- Work to complete -
Write out each record exactly as it stands. No pictures belong in the copy.

- Collected data -
================
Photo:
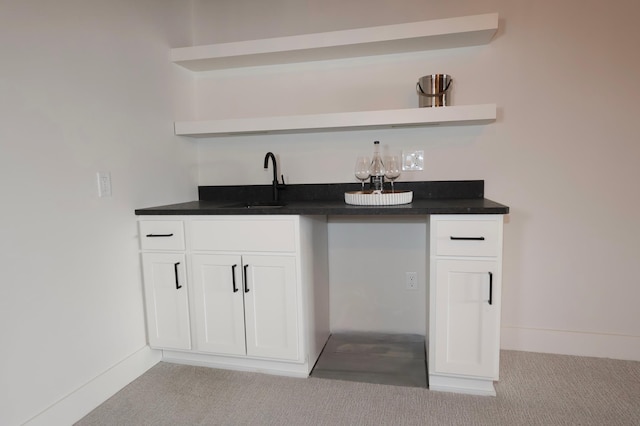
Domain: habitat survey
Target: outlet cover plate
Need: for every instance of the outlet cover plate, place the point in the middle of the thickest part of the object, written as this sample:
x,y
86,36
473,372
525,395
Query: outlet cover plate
x,y
412,160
================
- Answer box -
Photo:
Domain: habitat survey
Target: outlet cover plate
Need: for every instance of the outlet cover plate, place the point in the middle of the thickest part of the object, written as this sample:
x,y
86,36
473,372
525,395
Query: outlet cover plate
x,y
412,160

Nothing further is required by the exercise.